--- Problem to solve ---
Could you return every line of the material that contains the word "gravel"?
BEGIN Source material
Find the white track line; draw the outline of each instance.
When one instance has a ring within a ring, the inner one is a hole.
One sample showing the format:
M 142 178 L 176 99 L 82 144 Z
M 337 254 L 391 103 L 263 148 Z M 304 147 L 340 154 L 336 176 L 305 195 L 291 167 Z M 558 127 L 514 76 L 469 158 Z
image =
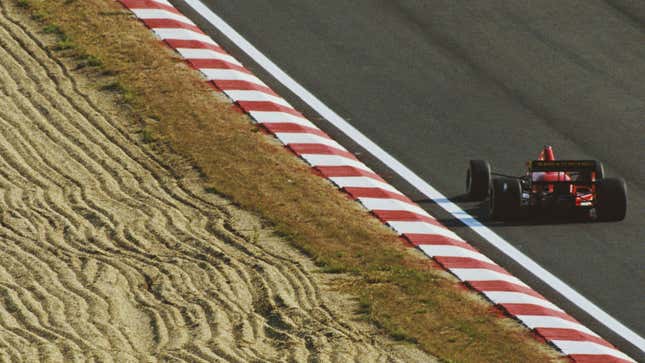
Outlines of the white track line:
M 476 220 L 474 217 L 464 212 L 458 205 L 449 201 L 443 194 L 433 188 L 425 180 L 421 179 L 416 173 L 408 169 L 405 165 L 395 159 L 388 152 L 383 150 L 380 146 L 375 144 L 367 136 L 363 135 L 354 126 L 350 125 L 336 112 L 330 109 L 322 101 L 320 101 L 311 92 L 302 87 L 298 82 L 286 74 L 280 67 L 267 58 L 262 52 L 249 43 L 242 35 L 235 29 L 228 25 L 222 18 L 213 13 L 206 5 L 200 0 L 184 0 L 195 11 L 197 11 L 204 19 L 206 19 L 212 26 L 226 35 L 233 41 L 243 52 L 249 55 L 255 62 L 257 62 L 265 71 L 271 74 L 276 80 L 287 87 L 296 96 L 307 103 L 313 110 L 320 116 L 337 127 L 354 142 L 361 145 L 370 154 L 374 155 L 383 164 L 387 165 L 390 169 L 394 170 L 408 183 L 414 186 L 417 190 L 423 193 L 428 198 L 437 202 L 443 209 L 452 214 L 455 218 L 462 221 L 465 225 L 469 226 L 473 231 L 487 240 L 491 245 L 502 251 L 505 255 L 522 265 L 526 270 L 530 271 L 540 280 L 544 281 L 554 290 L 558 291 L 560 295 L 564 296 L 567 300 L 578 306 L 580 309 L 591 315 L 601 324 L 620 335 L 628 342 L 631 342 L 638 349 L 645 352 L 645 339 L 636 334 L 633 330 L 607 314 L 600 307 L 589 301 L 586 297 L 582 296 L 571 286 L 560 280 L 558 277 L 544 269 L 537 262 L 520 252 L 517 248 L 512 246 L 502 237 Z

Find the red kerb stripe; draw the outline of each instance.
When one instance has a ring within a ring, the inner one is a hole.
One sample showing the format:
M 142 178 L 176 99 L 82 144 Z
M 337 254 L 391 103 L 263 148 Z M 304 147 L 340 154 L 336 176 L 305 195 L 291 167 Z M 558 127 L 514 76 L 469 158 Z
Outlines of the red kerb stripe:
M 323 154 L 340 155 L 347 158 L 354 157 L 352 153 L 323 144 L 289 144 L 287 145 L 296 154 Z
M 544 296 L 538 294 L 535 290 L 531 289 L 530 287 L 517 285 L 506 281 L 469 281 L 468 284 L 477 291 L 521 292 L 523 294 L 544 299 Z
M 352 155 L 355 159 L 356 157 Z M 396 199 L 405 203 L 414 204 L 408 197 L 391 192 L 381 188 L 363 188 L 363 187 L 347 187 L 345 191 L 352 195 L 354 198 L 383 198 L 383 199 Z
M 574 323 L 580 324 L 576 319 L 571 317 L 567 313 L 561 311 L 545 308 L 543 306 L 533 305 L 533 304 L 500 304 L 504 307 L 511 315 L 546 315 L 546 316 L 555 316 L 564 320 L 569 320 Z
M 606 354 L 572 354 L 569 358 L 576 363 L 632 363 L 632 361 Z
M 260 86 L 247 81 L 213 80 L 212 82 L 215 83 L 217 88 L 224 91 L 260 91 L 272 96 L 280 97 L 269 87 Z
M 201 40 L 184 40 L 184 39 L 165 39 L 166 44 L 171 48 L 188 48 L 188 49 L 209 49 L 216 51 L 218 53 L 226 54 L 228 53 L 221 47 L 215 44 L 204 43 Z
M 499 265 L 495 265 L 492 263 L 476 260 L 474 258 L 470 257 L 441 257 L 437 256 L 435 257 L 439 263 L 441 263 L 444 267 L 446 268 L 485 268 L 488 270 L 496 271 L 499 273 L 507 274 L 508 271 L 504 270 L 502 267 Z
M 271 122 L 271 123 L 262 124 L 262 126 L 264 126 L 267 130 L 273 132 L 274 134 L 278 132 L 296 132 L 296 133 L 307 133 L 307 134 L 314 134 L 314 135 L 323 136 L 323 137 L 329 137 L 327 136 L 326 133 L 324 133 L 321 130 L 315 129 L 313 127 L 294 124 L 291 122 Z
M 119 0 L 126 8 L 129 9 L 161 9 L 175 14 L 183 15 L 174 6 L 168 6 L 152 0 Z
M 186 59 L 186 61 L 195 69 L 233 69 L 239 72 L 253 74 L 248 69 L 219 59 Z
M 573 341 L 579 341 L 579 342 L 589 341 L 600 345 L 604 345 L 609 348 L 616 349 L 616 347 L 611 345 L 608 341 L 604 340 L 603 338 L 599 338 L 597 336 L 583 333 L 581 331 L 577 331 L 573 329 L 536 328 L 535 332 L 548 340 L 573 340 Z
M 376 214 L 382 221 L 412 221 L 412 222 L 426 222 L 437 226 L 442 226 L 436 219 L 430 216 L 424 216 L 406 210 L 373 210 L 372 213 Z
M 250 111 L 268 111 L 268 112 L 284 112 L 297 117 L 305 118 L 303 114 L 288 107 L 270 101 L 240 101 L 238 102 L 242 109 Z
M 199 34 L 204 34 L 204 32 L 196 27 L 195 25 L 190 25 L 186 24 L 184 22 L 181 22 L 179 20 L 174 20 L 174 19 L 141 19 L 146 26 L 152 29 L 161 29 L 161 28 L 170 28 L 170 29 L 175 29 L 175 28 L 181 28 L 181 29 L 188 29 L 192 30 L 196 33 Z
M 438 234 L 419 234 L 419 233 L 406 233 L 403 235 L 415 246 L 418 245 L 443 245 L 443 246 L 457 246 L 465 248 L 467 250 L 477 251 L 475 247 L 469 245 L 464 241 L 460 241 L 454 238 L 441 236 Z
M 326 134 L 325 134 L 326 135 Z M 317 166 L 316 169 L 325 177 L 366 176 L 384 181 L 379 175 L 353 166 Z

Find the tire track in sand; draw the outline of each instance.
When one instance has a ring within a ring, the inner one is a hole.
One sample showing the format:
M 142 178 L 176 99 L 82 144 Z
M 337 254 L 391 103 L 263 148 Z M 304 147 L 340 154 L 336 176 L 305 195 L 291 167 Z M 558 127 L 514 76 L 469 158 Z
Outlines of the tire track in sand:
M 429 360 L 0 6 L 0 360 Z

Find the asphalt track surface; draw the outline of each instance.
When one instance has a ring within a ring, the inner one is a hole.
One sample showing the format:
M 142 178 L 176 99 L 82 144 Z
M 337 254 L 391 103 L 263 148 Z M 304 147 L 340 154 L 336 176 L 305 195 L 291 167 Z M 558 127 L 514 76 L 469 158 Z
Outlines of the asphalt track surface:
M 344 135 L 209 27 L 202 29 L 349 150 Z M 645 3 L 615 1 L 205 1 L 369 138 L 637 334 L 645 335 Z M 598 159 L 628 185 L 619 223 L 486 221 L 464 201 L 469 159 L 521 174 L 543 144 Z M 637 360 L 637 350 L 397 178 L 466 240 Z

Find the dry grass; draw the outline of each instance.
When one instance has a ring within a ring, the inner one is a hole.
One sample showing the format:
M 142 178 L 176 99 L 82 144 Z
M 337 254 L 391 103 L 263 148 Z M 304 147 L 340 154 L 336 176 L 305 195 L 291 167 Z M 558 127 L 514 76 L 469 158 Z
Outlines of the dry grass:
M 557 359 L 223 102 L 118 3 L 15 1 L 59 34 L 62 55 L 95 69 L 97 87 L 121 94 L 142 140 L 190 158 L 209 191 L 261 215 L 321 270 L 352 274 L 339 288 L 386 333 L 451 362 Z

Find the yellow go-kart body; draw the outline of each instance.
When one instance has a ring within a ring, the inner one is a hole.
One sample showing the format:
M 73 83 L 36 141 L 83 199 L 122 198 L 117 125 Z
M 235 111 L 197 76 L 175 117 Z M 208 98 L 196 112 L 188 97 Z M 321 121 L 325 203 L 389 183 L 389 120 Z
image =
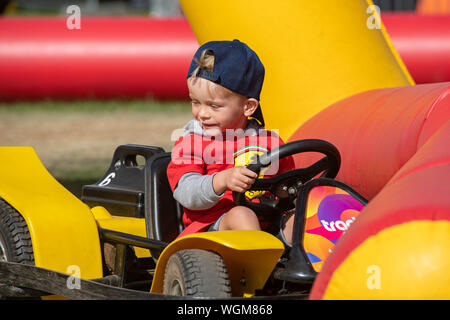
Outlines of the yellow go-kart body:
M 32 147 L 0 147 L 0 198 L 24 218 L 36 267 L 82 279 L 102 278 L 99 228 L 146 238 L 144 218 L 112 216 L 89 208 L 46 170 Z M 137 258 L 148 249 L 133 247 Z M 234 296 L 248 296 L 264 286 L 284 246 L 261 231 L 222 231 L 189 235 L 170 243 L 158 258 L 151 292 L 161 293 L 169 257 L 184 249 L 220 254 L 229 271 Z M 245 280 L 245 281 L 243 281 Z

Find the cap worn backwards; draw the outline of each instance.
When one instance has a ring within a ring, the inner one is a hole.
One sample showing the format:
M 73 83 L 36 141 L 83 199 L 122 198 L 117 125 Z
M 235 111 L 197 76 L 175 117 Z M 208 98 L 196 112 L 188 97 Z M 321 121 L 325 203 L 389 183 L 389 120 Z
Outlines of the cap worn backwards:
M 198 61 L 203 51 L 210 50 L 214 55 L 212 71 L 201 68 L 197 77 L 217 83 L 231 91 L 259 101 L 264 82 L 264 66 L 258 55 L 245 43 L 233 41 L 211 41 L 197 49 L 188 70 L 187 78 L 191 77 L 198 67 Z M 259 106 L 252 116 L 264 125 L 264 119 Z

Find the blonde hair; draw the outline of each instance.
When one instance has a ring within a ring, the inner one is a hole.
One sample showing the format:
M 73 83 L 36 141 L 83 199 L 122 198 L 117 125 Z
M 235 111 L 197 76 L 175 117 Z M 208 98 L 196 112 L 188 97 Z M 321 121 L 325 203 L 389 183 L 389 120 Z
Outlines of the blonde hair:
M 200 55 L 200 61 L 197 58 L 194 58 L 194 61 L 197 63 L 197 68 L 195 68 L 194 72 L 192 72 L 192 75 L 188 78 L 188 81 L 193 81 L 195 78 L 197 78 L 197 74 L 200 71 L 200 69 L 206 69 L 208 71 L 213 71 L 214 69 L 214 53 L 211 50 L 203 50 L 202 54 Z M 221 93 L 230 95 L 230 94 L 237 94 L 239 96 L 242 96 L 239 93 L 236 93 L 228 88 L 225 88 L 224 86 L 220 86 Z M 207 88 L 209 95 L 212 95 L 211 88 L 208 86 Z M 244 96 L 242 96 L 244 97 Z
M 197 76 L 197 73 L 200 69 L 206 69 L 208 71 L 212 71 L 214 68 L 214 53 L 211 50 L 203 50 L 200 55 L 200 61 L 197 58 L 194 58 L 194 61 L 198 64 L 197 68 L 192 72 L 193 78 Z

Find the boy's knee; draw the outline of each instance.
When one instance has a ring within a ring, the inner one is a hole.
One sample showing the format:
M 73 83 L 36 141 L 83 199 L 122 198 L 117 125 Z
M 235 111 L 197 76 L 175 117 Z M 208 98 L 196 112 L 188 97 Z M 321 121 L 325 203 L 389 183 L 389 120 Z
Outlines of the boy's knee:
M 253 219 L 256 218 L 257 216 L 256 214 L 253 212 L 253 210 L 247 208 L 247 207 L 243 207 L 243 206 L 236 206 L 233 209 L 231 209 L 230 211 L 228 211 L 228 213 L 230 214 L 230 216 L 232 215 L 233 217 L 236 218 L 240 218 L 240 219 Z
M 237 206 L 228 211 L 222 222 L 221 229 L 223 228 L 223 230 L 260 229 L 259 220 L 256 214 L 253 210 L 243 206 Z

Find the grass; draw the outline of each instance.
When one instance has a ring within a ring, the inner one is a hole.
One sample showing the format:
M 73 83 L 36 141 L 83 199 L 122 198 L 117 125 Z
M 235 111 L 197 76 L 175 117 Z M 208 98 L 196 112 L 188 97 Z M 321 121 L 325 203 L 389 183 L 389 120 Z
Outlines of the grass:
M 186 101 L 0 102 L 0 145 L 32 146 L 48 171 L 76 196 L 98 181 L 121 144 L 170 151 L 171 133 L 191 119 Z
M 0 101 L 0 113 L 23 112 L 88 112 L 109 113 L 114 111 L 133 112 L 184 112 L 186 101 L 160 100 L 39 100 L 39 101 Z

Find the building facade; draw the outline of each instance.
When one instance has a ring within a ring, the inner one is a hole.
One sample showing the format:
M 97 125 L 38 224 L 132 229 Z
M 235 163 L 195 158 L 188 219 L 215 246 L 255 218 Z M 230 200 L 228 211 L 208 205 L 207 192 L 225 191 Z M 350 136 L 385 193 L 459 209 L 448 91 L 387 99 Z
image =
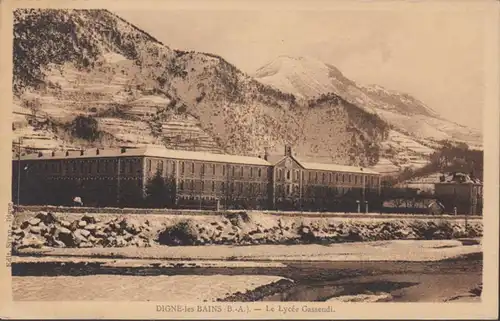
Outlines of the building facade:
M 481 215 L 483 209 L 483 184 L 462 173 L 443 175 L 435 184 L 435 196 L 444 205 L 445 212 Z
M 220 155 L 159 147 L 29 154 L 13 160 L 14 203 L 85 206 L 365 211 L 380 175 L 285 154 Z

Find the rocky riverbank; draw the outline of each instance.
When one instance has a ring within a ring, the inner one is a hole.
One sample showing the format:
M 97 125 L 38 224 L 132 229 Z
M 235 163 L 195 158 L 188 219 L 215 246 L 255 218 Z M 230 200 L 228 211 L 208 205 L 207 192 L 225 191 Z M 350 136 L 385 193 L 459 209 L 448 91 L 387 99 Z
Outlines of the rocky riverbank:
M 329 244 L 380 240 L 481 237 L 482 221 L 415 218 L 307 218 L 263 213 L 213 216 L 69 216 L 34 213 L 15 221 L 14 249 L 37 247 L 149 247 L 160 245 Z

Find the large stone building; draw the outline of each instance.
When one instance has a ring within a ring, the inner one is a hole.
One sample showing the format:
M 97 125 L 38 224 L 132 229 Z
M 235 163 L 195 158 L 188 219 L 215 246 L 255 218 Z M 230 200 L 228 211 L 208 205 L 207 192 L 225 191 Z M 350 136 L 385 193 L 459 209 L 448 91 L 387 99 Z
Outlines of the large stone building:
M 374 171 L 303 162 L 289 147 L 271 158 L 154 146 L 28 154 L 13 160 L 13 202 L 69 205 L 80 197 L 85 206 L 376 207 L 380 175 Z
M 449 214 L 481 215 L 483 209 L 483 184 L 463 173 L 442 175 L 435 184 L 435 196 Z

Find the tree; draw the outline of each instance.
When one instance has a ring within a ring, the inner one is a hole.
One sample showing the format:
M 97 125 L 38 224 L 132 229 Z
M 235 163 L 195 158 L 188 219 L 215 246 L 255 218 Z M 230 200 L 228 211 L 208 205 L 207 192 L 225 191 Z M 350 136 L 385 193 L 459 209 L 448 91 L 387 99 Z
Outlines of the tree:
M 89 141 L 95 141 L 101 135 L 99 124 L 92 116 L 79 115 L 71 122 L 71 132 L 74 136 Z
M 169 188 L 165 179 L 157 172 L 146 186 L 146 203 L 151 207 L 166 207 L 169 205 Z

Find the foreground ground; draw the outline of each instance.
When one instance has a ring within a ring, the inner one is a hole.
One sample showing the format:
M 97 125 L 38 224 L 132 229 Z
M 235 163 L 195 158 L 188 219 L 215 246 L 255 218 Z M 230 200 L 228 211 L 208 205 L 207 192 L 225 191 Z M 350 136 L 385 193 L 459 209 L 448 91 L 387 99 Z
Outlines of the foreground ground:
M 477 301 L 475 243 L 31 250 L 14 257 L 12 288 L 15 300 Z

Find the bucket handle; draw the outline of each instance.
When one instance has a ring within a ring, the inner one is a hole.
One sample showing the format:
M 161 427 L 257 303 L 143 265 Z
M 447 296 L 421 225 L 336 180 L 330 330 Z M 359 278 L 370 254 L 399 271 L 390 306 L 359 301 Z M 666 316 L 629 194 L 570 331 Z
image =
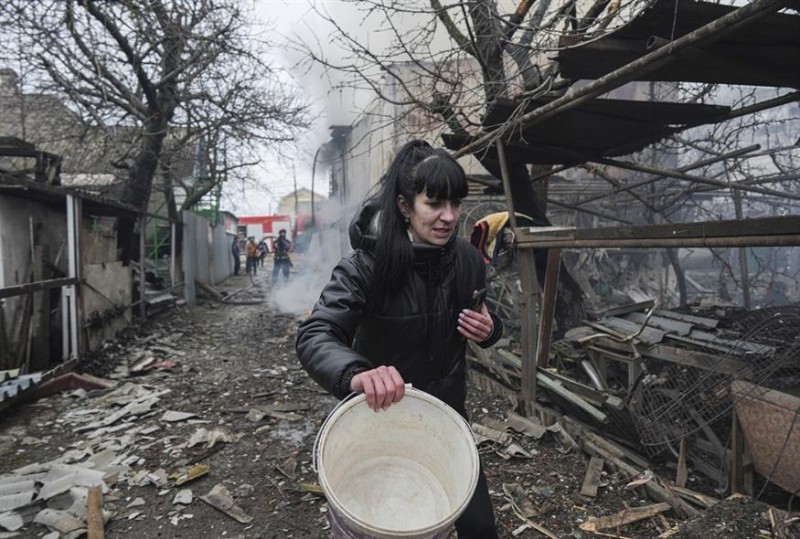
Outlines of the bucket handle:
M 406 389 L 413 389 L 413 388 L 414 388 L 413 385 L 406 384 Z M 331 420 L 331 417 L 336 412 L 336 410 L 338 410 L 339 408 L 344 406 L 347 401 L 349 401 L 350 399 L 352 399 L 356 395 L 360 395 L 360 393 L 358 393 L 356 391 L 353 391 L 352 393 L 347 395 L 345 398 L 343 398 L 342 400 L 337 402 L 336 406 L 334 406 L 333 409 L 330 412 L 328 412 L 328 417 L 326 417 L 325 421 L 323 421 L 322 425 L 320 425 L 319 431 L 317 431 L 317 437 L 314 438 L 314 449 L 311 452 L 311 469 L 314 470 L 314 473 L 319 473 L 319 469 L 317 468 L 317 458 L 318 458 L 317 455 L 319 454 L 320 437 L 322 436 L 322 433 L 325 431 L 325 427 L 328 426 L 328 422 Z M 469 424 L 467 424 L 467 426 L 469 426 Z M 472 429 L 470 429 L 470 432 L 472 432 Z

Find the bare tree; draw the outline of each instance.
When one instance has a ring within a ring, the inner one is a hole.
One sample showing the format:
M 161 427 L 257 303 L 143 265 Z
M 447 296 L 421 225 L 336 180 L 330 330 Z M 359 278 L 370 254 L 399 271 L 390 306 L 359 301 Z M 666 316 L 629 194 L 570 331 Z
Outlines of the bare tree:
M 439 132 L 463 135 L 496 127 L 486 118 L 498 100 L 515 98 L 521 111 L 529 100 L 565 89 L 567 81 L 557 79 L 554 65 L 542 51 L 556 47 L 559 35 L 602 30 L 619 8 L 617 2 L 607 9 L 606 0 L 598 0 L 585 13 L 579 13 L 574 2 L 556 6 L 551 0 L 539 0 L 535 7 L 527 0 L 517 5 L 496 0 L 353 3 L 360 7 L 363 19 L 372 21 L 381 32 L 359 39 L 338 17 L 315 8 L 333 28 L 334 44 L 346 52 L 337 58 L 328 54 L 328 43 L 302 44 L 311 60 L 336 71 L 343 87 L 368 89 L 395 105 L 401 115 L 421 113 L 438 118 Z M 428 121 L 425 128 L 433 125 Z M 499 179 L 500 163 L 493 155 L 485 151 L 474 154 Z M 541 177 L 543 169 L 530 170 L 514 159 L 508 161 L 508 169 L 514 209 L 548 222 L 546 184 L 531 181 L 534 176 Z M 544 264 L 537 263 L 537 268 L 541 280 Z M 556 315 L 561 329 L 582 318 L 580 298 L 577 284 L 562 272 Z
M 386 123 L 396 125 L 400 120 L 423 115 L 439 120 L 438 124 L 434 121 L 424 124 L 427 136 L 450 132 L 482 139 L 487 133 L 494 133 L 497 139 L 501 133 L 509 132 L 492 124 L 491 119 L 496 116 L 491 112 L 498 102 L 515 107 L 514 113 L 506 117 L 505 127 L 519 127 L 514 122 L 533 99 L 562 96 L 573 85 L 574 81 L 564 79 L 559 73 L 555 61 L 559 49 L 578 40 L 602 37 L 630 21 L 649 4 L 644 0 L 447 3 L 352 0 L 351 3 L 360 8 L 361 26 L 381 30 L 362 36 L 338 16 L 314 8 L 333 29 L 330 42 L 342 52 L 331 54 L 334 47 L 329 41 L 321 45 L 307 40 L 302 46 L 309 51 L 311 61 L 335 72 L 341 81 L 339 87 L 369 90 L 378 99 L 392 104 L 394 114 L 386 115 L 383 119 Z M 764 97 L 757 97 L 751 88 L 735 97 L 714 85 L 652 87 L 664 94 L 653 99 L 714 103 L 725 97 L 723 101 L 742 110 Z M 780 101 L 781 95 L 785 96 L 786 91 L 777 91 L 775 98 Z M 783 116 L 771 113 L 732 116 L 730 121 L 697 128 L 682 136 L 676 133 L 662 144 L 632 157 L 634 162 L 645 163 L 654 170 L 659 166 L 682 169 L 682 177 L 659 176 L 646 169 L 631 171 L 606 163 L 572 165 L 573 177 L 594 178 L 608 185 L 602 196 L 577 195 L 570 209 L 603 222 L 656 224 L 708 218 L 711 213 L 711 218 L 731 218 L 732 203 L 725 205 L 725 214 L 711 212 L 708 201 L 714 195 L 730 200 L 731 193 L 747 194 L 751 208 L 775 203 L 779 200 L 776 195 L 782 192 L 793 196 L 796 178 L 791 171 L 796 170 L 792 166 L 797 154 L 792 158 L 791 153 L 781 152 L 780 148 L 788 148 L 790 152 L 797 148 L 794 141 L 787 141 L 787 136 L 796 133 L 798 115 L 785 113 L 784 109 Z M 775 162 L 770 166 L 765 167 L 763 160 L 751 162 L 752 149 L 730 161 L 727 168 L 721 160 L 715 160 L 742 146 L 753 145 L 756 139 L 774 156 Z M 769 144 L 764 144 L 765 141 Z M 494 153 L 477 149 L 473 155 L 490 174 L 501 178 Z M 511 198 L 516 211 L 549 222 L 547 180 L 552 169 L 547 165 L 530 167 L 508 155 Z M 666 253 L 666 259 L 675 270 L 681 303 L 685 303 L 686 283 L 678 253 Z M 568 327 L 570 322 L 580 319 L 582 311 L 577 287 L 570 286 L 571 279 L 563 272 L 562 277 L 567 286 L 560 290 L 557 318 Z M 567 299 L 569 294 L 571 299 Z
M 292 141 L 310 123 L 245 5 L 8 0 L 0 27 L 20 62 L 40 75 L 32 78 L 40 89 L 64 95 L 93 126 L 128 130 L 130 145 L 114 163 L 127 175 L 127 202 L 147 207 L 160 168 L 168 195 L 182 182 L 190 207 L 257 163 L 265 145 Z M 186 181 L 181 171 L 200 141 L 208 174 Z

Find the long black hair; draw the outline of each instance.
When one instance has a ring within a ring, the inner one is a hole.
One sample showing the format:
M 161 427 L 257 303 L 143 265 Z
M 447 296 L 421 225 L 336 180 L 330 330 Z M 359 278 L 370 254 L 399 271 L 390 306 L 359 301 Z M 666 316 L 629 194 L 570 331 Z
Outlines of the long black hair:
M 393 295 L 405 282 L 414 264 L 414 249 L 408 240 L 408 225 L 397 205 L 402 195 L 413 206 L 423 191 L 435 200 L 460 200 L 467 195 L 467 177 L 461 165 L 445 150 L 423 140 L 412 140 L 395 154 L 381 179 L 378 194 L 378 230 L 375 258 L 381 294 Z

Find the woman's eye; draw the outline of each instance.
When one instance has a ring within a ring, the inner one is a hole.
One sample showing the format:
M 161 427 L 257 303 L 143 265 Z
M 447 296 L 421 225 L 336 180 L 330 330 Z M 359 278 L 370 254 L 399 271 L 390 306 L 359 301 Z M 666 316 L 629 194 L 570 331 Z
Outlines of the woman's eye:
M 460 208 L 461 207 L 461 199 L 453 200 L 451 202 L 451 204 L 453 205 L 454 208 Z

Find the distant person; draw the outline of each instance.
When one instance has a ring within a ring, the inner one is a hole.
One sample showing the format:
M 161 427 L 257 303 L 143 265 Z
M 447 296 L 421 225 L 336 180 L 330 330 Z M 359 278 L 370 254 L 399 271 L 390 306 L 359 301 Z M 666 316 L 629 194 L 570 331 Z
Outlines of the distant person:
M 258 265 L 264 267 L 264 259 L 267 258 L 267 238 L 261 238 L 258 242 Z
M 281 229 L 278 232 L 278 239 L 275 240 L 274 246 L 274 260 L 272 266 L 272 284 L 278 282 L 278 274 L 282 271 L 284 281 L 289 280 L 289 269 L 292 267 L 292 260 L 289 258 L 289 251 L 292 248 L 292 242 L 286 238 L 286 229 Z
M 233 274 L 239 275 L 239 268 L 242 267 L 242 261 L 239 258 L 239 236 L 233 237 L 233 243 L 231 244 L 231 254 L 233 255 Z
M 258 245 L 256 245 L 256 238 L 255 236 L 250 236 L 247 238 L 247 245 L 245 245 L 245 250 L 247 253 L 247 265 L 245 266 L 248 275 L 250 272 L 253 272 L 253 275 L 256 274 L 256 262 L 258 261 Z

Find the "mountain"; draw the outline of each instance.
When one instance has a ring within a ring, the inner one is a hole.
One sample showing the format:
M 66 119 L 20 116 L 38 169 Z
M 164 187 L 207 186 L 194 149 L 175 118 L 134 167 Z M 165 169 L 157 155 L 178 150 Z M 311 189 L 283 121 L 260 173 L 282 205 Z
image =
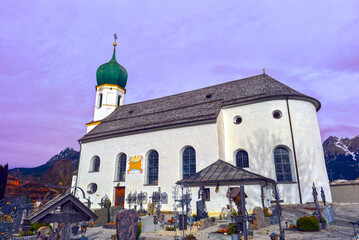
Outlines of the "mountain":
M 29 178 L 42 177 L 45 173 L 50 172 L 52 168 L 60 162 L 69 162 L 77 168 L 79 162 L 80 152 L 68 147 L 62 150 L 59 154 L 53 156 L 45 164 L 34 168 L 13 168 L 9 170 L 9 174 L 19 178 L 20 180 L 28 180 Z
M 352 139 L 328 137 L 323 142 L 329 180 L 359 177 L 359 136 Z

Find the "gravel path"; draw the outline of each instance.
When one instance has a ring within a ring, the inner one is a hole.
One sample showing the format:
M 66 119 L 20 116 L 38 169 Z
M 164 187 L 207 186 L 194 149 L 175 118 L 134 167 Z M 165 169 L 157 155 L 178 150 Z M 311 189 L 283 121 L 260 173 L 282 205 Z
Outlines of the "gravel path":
END Source material
--- Answer ---
Find the "gravel path"; draw the outline of each instance.
Outlines of the "gravel path":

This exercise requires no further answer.